§ Task item:
Reproduce all entries precisely as they are written.

§ Exercise data:
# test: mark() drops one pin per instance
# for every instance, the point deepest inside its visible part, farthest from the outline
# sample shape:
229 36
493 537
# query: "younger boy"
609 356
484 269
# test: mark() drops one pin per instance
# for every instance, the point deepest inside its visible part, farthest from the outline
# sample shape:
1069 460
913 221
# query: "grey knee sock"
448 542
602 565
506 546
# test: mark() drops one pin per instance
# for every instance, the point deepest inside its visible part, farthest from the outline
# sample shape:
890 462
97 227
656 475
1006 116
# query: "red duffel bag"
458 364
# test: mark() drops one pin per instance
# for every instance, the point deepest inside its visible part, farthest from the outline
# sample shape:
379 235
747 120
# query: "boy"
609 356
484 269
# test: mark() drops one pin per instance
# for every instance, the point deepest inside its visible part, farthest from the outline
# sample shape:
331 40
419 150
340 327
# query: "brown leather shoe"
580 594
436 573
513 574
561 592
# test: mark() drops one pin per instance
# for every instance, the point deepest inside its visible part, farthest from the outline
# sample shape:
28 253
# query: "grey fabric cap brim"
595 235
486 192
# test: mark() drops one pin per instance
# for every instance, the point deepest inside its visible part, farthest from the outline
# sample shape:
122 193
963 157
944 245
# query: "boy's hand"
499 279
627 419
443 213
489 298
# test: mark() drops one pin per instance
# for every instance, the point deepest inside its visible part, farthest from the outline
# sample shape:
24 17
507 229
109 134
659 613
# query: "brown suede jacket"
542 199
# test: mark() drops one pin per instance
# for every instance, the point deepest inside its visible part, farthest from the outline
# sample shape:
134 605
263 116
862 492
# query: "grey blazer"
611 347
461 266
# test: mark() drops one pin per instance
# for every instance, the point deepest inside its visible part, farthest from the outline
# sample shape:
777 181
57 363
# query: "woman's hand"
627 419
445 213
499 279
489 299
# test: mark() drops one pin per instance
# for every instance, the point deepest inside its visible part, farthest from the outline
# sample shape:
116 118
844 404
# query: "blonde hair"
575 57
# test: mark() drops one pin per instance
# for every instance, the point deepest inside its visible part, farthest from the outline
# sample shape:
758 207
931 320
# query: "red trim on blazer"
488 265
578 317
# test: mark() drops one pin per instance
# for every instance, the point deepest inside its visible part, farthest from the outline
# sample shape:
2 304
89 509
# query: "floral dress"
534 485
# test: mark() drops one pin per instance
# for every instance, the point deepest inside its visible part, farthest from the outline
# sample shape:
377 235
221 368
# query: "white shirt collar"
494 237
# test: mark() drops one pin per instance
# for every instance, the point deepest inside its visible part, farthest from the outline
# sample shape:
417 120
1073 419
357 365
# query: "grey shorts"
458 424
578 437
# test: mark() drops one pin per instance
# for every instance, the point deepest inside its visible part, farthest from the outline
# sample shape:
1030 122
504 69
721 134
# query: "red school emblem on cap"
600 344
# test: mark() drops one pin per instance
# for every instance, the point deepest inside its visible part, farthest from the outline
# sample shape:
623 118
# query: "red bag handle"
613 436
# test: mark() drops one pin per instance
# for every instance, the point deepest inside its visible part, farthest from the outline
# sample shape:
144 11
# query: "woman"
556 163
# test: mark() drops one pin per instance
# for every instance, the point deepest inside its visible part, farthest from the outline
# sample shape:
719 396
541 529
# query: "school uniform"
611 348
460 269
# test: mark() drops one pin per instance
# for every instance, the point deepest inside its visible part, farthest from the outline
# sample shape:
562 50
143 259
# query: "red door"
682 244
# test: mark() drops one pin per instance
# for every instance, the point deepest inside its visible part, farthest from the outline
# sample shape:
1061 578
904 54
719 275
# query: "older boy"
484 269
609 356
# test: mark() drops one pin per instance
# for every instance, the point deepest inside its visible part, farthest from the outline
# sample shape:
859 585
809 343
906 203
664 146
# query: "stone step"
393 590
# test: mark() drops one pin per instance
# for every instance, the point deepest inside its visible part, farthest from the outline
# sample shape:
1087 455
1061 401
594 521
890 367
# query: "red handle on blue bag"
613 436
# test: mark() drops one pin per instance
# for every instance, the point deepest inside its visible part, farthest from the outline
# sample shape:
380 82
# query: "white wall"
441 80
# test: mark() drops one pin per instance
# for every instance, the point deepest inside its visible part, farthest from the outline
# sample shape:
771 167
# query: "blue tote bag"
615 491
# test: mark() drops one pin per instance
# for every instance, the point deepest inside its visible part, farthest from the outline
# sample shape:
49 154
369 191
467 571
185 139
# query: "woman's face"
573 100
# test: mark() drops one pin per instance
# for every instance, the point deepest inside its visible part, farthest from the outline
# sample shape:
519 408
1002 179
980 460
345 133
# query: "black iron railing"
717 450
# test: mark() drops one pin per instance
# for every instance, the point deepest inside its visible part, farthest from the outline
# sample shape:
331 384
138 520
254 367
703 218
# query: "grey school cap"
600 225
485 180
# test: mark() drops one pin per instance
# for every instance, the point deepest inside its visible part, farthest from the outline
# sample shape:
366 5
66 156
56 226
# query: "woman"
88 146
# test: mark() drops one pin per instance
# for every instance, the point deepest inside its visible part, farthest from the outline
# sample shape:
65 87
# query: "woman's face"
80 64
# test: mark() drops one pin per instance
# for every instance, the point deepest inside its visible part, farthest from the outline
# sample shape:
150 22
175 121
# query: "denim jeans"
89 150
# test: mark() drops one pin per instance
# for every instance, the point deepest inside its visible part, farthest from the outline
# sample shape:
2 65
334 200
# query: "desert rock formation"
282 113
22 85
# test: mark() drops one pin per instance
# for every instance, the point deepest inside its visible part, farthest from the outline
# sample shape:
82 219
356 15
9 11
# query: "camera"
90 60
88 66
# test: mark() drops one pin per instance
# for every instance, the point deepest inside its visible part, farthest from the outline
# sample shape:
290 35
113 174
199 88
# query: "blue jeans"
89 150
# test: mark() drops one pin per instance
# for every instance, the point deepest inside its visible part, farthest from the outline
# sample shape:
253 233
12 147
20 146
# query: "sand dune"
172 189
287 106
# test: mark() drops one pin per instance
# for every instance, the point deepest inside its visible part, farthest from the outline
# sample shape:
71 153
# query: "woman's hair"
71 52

§ Solution for this exercise:
# test: mark() drops one pin per instance
# for every instance, the point deepest inside its visible part, farthest from the outline
# sample shape:
229 36
493 537
# query: "younger boy"
609 356
484 269
# test: mark() drops one pin per instance
# for every instance, the point deepest inside its visible part, farthest from the outline
# sample shape:
1069 460
913 221
# query: "grey knee sock"
448 542
602 565
506 546
# test: mark() drops one pin per instance
# for every instance, the point deepest inside its visible part, farthest from the outline
# sample shape:
890 462
97 227
656 475
1006 116
# query: "red duffel bag"
458 364
# test: mark() drops one pin per instance
# for every instance, the point deepest inside its visible part, farthest from the outline
# sample shape:
379 235
747 120
# query: "boy"
609 356
484 269
# test: mark() drops one pin per instance
# for every instance, the point deepest inside its visible part, farthest from the outline
# sample shape:
331 40
419 150
340 327
# query: "brown leather shoe"
580 594
436 573
513 574
561 592
# test: mark() drops one pin per instance
# for every instance, the point deepest inside its visible part, farthest from the outline
# sample shape:
28 253
# query: "grey fabric cap brim"
595 235
486 192
# test: mark() drops one pin per instance
# for every instance, the point deepest inside its visible part, farthest from the outline
# sample shape:
122 193
963 157
944 245
# query: "boy's hand"
499 279
627 419
443 213
489 298
# test: mark() drops one pin per instance
# for every instance, the point deepest inside its visible part, farthest from the outline
# sample shape:
24 17
507 229
109 134
659 613
# query: "brown suede jacket"
542 199
# test: mark() drops one pin per instance
# for every instance, the point deepest inside its visible part, farthest from the outline
# sample shape:
134 605
263 116
862 492
# query: "grey blazer"
611 347
461 266
# test: mark() drops one pin per instance
# for every instance, the point deepest inside its visible part, farthest from the outline
# sample shape:
777 181
57 363
# query: "woman's hand"
627 419
445 213
499 279
489 299
# test: mark() drops one pin per instance
# for every instance, the point deepest inside its visible part, farthest from the outline
# sample shape:
116 118
844 404
# query: "blonde hair"
575 57
# test: mark() drops one pin per instance
# for every instance, the point deepest inside its visible part, farthest from the outline
# sample shape:
758 207
931 320
# query: "red trim on blazer"
488 265
578 317
# test: mark() drops one pin per instance
# for every instance, the point deepest inside its visible part, farthest from the outline
# sample shape:
2 304
89 509
# query: "floral dress"
534 485
# test: mark() drops one pin per instance
# for every instance, the point deepest inside its visible part, farthest from the outline
# sample shape:
377 235
221 368
# query: "white shirt collar"
494 237
# test: mark() drops one pin per instance
# for every instance, the point deepest inside its visible part, farthest from the outline
# sample shape:
417 120
1073 419
357 365
# query: "grey shorts"
458 424
578 437
# test: mark() drops one pin per instance
# for every instance, the point deepest inside its visible part, farthest from the outline
# sample shape:
1030 122
504 69
721 134
# query: "red school emblem on cap"
600 344
# test: mark() drops one pin per instance
# for every instance, the point deepest inside its visible part, farthest from the outline
# sample shape:
623 118
# query: "red bag handle"
613 436
# test: mark() drops one pin per instance
# for every instance, the point deepest inside its visible part, farthest from the outline
# sample shape:
144 11
# query: "woman"
556 163
# test: mark() drops one pin per instance
# for every instance, the point deepest inside its visible part, farthest from the outline
# sample shape:
719 396
541 529
# query: "school uniform"
611 348
460 269
# test: mark() drops one pin per instance
# for every instance, the point deepest inside its visible part, farthest from the outline
# sample shape:
562 50
143 259
# query: "red door"
682 244
# test: mark() drops one pin per instance
# for every instance, the point deepest inside its visible part, farthest from the outline
# sample shape:
1061 578
904 54
719 275
# query: "older boy"
484 269
609 356
# test: mark() drops one pin per instance
# for every instance, the point deepest inside its visible part, farthest from the outline
# sample shape:
859 585
809 343
906 203
664 146
# query: "stone step"
393 590
# test: mark() drops one pin per instance
# for every instance, the point deepest inside its visible part, farthest from the outline
# sample shape:
1087 455
1061 401
594 521
890 367
# query: "red handle on blue bag"
613 436
# test: mark() drops one pin per instance
# for every instance, the point deepest inside its visible part, farthest from the outline
# sample shape:
380 82
# query: "white wall"
441 80
# test: mark() drops one pin per instance
# for every instance, the point deepest inside its visible part, farthest from the outline
# sample shape:
771 167
# query: "blue tote bag"
615 491
# test: mark() drops one pin per instance
# for every instance, the point deepest inside its visible part, farthest from the outline
# sample shape:
49 154
369 191
467 571
185 139
# query: "woman's face"
573 100
# test: mark() drops one pin per instance
# for every instance, the point deepest inside its visible part, farthest from the outline
# sample shape:
519 408
1002 179
980 460
345 133
# query: "black iron railing"
717 450
# test: mark() drops one pin per instance
# for every instance, the point deepest inside its visible part, farthest from the outline
# sample shape:
331 384
138 520
254 367
703 218
# query: "grey school cap"
600 225
485 180
# test: mark() drops one pin per instance
# for every instance, the point deepest inside its visible part, farthest from the outline
# sample shape:
366 5
66 156
56 226
# query: "woman"
88 146
# test: mark() drops one pin per instance
# for every instance, the point deepest inside its visible part, farthest from the outline
# sample shape:
65 87
# query: "woman's face"
80 64
# test: mark() drops one pin per instance
# for every instance, the point deepest inside its visible part, farthest from the outline
# sample shape:
150 22
175 121
# query: "denim jeans"
89 150
# test: mark() drops one pin per instance
# for every instance, the point deepest inside its visible part, farthest from the outline
# sample shape:
2 65
334 200
# query: "desert rock formation"
282 113
22 85
# test: mark() drops one pin per instance
# for every instance, the point deepest inside its visible part, farthest from the outline
# sample shape:
82 219
356 15
9 11
# query: "camera"
90 60
88 66
# test: mark() drops one pin per instance
# for every instance, the point deepest inside its visible part, farthest from the outline
# sample shape:
290 35
113 174
199 88
# query: "blue jeans"
89 150
# test: mark() drops one pin per instance
# for every instance, the point deepest inside its visible part, farthest from the outline
# sample shape:
253 233
12 147
20 146
# query: "sand dune"
172 189
287 106
# test: mark() drops one pin per instance
# for every instance, the point deepest inside its visible part, farthest from the outline
# sample shape:
71 153
# query: "woman's hair"
71 52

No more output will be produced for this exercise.